The Winchester XP3 has advanced bullet technology.

Pt's a ritual of sorts. Whether you get into hunting camp by plane, boat or truck, after finding out where to stow your gear, your guide or professional hunter gets you to unpack your rifle and whisks you off to the range in the fading hours of that first day to check the zero of your rifle. Be wary of any outfitter that doesn't, because, odds are, he isn't worth his salt. Verifying that your rifle still shoots where you want it to after being subjected to the tender mercies of the average airline baggage handler or a change in elevation or temperature is just plain common-sense. But it's also an interview.


Whether you know it or not, while making casual, friendly conversation, your guide is trying to find out about you and your equipment. It's his job. There are three things he needs to know before going afield: First, whether your rifle has the mechanical accuracy needed to take game at the ranges you'll likely encounter. Second, how well you can shoot it, as that will determine how long a shot he feels comfortable letting you take. (I once inadvertently overheard a guide refer to a nice hunter, but hopeless marksman, in camp with me as a "25 yarder.") And third and the reason for this article whether the bullet you've selected is up to the job.

▸ Entries shown
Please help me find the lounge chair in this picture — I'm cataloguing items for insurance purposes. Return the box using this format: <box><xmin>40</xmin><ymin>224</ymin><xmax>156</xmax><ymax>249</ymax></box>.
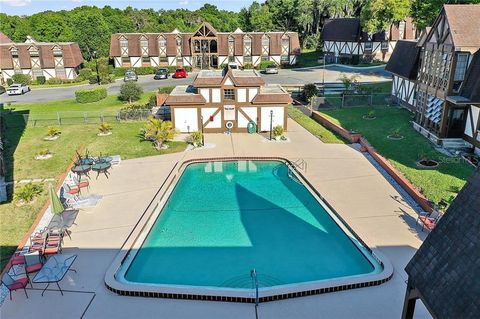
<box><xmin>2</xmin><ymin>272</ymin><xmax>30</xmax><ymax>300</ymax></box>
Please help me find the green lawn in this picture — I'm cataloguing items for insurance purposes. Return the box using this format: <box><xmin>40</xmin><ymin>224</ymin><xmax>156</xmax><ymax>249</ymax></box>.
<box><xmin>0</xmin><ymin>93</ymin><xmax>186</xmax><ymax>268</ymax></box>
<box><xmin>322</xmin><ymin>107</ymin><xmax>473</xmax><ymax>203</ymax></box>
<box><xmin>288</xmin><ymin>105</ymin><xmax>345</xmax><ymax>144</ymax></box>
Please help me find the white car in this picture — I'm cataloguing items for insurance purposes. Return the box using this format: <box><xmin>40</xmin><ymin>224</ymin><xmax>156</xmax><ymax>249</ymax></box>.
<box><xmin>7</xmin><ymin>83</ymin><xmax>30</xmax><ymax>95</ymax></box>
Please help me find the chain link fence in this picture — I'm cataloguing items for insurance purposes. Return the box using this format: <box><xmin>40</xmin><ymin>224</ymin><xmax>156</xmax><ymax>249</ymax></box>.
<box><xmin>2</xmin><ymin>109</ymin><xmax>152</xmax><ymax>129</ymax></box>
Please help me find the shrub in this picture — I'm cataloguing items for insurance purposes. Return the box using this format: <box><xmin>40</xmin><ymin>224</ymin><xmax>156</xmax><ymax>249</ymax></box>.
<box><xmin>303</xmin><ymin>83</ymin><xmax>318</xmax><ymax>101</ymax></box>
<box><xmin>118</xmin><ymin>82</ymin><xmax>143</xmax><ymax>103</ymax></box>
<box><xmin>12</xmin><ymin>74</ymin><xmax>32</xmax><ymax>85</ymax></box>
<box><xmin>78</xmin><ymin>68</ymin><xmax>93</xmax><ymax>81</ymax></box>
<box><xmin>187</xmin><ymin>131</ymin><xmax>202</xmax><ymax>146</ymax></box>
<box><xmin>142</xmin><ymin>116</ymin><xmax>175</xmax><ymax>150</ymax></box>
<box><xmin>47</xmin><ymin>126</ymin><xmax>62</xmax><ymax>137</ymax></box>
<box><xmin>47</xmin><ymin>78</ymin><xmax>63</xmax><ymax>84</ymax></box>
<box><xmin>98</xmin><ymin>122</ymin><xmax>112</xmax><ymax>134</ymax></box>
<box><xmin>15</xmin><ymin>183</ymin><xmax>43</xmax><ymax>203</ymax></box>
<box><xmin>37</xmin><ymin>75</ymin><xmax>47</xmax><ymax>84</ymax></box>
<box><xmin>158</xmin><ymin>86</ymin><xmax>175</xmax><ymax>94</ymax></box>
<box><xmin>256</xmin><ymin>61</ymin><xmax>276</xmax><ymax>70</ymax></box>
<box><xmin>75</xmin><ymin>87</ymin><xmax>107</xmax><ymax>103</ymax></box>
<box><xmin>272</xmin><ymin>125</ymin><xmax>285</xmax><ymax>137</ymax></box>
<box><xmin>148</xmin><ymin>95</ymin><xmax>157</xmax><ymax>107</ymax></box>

* * *

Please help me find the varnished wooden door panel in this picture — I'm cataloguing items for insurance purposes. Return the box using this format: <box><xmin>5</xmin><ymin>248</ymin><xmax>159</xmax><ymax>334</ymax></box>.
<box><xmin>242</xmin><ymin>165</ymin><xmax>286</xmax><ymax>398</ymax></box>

▸ Given exercise
In the text about checking a rifle's zero at hunting camp, what did the writer overhear a guide call a nice hunter who was a hopeless marksman? The items are separate material and have no connection to the text.

▸ Solved problem
A "25 yarder."